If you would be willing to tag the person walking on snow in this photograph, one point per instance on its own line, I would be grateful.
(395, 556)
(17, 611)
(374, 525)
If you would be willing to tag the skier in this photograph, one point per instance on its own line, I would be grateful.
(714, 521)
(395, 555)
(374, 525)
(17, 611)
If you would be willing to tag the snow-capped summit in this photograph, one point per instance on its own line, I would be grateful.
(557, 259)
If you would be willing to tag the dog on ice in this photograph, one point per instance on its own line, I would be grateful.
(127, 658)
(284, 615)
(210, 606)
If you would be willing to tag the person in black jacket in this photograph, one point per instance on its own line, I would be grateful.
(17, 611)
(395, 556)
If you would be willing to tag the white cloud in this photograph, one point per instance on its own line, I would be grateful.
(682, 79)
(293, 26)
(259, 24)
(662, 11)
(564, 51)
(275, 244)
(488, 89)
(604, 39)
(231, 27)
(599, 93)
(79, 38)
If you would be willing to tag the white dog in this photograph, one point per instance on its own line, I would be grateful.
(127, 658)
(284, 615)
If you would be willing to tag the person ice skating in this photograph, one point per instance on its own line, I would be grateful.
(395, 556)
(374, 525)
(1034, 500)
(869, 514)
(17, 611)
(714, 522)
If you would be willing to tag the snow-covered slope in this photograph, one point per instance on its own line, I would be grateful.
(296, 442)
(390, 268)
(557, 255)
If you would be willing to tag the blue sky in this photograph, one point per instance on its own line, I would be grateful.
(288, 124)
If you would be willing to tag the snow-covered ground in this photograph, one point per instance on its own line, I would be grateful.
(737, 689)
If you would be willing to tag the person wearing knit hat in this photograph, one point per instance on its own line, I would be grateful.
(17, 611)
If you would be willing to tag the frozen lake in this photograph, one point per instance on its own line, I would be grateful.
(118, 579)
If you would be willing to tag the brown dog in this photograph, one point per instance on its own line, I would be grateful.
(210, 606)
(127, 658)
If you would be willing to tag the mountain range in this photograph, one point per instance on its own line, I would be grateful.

...

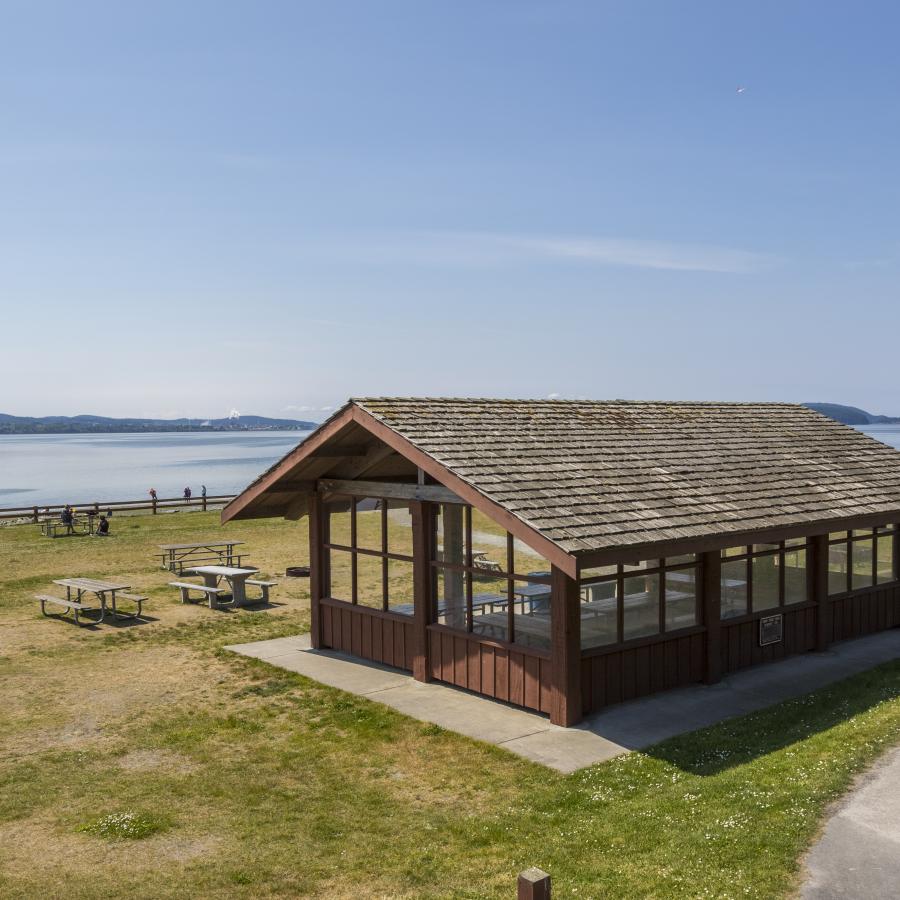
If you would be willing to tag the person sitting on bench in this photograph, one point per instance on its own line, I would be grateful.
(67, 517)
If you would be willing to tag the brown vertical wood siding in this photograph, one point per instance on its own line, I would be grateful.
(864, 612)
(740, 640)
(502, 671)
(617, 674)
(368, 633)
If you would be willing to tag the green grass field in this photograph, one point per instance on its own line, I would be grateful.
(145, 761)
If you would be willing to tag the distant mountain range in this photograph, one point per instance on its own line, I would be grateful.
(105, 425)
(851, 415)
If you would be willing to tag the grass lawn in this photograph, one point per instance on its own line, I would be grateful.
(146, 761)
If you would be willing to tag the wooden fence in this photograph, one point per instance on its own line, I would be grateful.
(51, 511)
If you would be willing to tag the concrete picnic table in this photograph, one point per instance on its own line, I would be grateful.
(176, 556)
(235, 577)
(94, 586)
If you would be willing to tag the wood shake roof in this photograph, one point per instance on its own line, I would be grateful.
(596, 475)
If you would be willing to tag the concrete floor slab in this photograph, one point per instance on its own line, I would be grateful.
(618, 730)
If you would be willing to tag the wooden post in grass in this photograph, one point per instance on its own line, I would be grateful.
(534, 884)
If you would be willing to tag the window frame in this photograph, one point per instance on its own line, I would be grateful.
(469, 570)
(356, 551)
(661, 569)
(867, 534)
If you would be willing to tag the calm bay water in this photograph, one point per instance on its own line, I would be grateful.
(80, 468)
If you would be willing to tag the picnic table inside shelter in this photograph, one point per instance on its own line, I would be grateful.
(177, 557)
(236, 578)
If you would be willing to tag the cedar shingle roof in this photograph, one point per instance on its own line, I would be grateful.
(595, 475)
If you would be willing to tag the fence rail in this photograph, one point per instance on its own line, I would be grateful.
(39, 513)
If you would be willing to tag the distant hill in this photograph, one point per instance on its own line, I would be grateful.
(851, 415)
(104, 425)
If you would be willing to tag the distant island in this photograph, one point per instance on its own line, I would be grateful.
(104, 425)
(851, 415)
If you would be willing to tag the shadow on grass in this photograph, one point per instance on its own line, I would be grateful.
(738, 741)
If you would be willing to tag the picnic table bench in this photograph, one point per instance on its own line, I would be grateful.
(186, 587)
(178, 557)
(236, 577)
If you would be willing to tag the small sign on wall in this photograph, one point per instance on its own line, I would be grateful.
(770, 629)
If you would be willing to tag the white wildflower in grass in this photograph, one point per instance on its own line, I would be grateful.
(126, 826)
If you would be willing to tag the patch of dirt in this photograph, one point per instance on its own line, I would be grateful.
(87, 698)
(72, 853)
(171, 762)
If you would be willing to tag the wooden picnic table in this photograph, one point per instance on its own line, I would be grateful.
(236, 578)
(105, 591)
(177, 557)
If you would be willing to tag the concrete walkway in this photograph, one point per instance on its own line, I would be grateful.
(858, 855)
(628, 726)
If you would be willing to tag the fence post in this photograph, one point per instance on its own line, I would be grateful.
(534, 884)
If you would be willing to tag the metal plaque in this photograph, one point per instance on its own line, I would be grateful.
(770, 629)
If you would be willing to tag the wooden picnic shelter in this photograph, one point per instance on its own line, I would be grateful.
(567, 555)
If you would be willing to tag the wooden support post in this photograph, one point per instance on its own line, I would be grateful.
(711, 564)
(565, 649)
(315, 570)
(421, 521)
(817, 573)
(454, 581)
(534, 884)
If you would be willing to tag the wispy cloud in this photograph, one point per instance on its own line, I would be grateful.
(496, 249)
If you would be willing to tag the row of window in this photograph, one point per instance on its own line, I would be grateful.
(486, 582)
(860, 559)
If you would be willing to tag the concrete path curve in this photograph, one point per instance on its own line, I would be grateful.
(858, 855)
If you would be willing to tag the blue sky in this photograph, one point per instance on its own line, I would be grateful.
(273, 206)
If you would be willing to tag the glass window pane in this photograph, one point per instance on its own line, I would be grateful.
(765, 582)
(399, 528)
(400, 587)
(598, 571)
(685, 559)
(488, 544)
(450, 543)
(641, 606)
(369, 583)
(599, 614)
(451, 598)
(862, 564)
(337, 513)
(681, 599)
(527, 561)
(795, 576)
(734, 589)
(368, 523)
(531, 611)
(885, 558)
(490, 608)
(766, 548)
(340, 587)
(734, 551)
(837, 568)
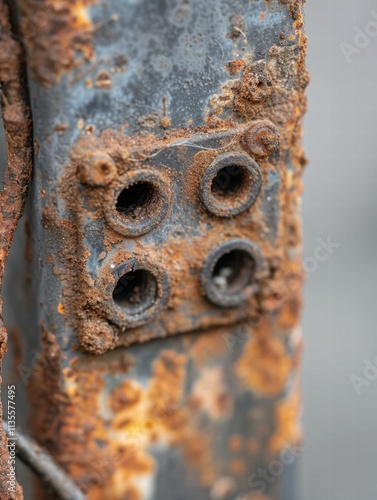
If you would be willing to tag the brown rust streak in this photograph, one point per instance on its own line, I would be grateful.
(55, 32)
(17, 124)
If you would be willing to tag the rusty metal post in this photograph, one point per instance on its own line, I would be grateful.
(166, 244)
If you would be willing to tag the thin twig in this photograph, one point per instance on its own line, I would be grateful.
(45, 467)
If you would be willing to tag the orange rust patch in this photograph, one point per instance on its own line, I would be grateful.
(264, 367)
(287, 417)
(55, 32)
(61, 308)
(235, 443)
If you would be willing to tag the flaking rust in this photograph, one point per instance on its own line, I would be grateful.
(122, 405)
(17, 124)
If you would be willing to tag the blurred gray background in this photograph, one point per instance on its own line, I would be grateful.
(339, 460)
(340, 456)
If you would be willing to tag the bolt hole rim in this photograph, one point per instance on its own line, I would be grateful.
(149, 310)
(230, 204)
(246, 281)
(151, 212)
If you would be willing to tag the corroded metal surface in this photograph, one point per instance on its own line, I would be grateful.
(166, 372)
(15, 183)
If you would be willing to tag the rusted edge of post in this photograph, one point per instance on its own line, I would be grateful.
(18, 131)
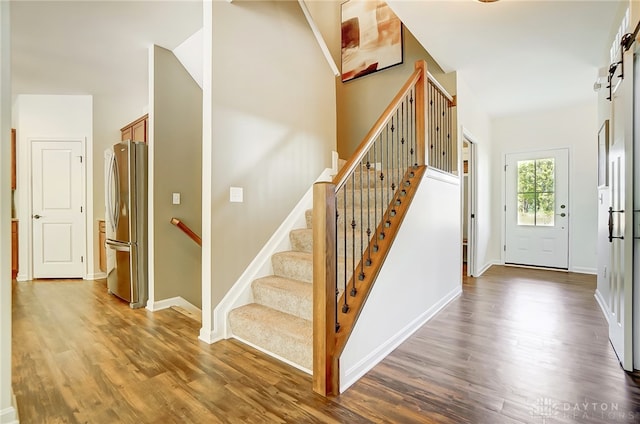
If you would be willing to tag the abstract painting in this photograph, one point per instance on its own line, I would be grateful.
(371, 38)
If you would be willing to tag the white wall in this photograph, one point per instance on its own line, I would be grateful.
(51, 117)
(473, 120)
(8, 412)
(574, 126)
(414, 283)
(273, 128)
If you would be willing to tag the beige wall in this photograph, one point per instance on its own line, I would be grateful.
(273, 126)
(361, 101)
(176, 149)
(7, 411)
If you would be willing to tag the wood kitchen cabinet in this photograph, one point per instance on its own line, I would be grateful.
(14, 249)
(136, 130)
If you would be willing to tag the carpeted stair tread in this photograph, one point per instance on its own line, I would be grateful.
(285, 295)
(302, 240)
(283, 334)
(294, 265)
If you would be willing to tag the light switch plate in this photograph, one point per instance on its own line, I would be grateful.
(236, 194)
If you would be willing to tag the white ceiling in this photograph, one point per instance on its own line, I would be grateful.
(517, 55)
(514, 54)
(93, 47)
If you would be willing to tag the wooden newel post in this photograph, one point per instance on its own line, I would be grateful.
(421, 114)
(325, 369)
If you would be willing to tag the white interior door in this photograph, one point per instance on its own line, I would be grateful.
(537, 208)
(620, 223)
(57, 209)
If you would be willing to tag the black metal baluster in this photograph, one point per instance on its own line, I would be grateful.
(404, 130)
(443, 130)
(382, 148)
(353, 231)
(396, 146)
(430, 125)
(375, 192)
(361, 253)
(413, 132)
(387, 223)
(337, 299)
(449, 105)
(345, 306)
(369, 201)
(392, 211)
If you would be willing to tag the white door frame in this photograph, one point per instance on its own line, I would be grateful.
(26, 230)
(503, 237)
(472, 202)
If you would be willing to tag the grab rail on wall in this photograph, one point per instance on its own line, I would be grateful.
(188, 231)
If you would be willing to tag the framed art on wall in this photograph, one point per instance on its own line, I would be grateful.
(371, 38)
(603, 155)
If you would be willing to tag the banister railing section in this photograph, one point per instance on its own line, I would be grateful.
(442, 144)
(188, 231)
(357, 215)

...

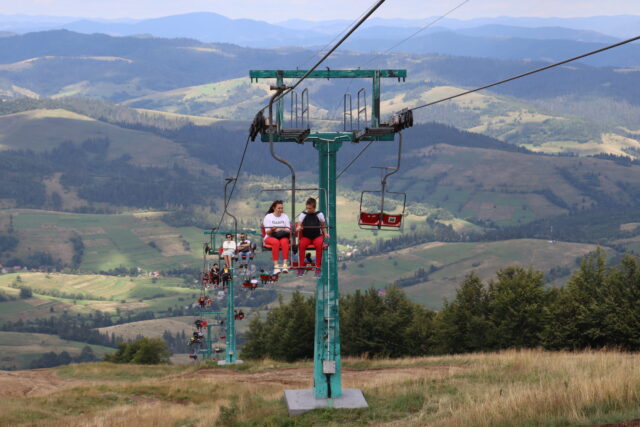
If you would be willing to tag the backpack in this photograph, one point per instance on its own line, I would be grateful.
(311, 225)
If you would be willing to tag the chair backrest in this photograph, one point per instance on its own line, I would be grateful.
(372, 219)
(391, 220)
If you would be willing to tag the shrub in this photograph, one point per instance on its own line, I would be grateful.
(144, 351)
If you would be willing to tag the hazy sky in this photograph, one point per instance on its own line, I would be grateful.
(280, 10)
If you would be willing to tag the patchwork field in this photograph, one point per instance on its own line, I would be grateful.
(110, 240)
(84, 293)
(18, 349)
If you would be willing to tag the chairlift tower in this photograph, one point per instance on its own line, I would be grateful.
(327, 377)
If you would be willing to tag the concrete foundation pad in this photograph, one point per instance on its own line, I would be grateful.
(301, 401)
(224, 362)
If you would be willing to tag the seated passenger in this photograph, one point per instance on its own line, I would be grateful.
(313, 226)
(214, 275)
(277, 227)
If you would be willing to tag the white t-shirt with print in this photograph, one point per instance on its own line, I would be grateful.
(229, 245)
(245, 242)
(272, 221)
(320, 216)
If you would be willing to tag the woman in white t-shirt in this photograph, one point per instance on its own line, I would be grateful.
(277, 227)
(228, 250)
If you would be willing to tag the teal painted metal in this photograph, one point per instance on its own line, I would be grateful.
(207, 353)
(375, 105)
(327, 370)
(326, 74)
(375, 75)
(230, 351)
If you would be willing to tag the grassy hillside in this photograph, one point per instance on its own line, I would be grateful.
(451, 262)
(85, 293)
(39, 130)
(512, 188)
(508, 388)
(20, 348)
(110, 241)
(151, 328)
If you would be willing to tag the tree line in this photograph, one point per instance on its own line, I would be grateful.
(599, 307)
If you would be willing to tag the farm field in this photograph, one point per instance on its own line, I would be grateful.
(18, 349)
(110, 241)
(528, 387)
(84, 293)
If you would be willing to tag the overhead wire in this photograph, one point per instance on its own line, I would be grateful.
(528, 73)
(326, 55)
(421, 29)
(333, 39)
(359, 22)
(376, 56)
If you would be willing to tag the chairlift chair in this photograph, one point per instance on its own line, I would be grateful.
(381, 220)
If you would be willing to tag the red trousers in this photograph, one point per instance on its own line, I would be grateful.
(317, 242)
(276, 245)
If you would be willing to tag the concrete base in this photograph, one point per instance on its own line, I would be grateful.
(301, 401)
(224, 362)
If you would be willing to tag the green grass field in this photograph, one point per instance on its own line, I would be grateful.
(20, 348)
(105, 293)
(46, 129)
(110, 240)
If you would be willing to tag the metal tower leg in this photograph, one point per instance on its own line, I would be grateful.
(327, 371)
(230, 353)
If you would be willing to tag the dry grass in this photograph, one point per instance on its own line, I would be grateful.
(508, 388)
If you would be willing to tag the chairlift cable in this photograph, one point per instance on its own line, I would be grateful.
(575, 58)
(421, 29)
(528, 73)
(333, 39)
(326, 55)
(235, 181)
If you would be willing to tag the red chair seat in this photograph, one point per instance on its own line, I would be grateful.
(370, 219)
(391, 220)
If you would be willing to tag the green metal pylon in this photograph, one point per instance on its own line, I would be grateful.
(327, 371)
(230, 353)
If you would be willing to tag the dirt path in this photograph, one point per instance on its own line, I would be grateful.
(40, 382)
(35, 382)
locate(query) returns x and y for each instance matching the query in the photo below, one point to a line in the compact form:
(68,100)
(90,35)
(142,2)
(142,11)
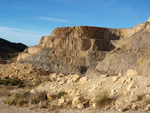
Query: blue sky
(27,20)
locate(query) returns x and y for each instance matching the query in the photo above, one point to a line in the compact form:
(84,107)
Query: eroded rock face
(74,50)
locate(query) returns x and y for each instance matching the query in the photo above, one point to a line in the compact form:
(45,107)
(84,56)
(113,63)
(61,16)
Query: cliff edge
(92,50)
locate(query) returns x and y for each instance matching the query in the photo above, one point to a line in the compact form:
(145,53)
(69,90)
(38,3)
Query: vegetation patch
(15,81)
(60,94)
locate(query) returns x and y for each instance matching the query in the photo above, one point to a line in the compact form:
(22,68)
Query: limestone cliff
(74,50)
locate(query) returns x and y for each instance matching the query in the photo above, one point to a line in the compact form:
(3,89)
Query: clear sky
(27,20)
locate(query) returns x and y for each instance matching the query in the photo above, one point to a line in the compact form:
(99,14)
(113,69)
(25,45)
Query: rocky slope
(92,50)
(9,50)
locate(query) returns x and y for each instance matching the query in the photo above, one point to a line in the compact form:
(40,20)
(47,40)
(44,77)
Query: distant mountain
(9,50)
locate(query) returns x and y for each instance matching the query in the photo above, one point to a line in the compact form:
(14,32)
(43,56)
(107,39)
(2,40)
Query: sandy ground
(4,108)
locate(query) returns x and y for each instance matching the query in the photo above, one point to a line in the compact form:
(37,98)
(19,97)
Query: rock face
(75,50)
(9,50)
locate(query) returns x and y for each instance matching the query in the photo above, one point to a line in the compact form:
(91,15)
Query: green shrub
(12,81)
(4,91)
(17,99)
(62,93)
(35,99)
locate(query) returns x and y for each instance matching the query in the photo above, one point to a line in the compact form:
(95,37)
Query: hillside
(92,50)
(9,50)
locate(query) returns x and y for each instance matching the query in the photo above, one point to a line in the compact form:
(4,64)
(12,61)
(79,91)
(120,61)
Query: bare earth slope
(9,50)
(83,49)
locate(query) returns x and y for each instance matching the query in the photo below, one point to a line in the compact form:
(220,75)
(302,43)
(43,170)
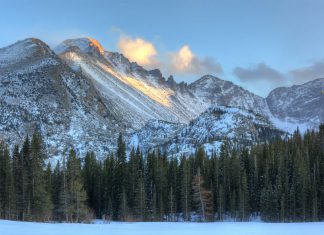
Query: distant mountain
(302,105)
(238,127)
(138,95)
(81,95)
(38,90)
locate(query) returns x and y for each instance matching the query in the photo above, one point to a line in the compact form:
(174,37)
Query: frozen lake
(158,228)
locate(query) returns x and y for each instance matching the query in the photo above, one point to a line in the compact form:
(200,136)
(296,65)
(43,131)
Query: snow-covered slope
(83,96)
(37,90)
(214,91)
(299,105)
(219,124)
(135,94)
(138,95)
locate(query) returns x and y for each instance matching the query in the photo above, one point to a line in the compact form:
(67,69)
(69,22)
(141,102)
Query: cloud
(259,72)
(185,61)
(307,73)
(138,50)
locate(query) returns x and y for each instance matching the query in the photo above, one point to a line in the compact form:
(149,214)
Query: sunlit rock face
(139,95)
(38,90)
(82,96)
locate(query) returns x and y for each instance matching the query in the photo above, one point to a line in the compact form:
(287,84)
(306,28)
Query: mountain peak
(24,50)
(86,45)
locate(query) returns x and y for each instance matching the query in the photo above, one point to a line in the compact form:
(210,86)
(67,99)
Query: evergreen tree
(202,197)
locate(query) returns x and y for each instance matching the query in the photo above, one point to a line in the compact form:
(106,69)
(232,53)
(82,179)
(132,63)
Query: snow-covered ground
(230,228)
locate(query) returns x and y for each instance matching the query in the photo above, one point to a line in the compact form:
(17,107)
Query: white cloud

**Work instructions**
List each line from the records above that contains the word "path", copying every such line in full.

**Full solution**
If you would be willing to tag the concrete path curve in this photograph, one point per instance on its own line, I would be grateful.
If you would be willing to tag the dirt path in this photograph, one point per instance on its own line, I would be grateful.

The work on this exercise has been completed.